Substitute "coverage table" for each occurrence of "coverage chart" in all of the rows below, and write the lines out again with everything else left as it is.

[Stored entries]
----

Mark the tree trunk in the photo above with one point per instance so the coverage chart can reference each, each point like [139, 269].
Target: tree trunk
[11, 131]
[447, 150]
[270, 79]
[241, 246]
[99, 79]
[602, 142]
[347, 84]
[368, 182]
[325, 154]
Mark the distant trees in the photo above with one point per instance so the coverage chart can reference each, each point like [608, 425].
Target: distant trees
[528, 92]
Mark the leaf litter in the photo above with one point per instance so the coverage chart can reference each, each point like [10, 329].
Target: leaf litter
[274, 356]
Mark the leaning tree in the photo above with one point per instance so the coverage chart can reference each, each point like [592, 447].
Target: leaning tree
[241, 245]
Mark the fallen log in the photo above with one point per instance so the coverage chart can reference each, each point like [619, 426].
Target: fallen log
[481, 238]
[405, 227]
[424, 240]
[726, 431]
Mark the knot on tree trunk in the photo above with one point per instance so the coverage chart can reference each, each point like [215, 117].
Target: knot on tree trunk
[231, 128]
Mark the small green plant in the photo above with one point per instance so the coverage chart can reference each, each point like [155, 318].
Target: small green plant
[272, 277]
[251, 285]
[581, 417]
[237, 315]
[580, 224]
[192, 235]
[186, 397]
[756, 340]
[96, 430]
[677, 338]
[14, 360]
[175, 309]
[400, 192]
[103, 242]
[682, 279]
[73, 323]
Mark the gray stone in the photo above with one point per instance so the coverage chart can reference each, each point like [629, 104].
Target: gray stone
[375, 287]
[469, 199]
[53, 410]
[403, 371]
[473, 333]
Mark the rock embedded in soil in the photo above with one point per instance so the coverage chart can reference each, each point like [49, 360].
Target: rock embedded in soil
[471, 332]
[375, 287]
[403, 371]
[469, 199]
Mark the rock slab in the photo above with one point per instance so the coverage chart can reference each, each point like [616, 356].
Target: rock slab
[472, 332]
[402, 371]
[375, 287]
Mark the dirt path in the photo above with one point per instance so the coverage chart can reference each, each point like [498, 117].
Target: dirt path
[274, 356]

----

[RESULT]:
Mark the tree trunk in the photo above with one point per instance so the coverage table can reference each, each point like [139, 269].
Target: tree trunk
[11, 131]
[447, 150]
[270, 79]
[241, 246]
[99, 79]
[602, 142]
[347, 84]
[368, 182]
[325, 154]
Mark the distant trees in the photo above with one point per instance so the coverage table can reference each, each point like [608, 425].
Target: distant trees
[528, 92]
Mark the leaf litter in the photo above with one point per instance so the coverage table can reference each, each point like [10, 329].
Target: leaf litter
[274, 356]
Mark the leaning tree in the photo above with one point per instance so the coverage table can reference each, each point like [592, 447].
Target: leaning tree
[241, 245]
Mark the fallen log in the photo above with one point per instance so the coverage table can reference each, each point like [619, 426].
Target: fallen log
[481, 238]
[405, 227]
[424, 240]
[726, 431]
Mark the knot on tree trunk in the photo above with one point per instance so the coverage table can reference each, each point like [215, 117].
Target: knot on tree trunk
[231, 128]
Mark the small green plant in the photo above with one point per instance so the coverage table can reference each, each point like [155, 318].
Target: small green plant
[272, 277]
[251, 285]
[581, 417]
[237, 315]
[580, 224]
[192, 235]
[186, 397]
[756, 340]
[96, 430]
[677, 338]
[14, 360]
[175, 309]
[400, 192]
[103, 242]
[682, 279]
[73, 323]
Mark the gray stone in the photo above with one point per instance so the coverage table can reference each, each point like [629, 104].
Target: gray stone
[375, 287]
[469, 199]
[53, 410]
[403, 371]
[473, 333]
Mark the rock embedded in soil in the photo above with one point per instance so the coverage table can reference each, each point like [49, 360].
Target: rock embedded in soil
[471, 332]
[375, 287]
[403, 371]
[469, 199]
Mark the rock slab in the photo above with one point per instance so the coverage table can reference each, each point like [616, 356].
Target: rock slab
[472, 332]
[402, 371]
[375, 287]
Mark the dirt path in the photo above with one point per instance so the coverage table can reference each, each point like [498, 117].
Target: dirt path
[274, 356]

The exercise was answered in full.